Records from a dataset
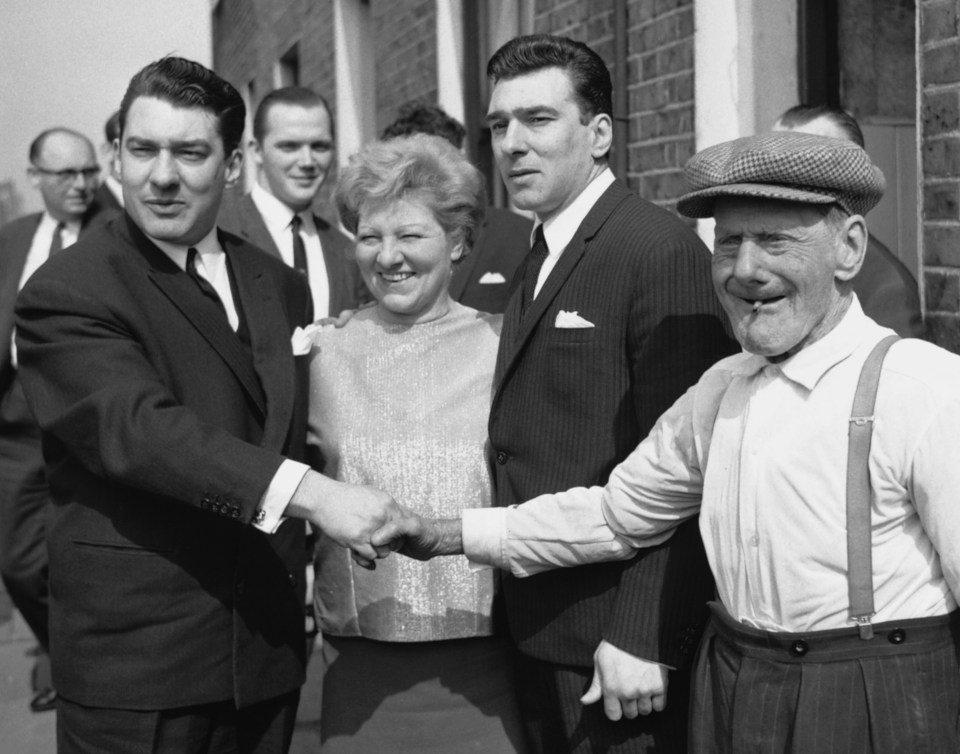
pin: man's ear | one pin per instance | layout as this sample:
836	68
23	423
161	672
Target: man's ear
234	163
602	127
852	248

> What is expected
After removing the pictures, repeat the remaining records exactly.

> Solution for this exercise
pin: man's ear | one pin per instance | layout as this sample:
836	68
23	423
161	672
Target: man's ear
234	163
602	127
852	248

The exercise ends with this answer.